[Data lines]
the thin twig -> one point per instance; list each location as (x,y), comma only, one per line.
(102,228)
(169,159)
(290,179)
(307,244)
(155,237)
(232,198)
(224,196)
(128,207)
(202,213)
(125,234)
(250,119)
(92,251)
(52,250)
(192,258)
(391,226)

WORK TO BE COMPLETED: Write out the material again with "twig" changed to "branch" everywhere it occurs, keeping everything else identical.

SOLUTION BELOW:
the thin branch -> one point per instance; list each location as (x,y), comma only, one per line.
(102,228)
(169,159)
(290,179)
(307,244)
(155,237)
(232,198)
(224,196)
(128,207)
(202,213)
(125,234)
(250,119)
(92,251)
(52,250)
(192,258)
(391,226)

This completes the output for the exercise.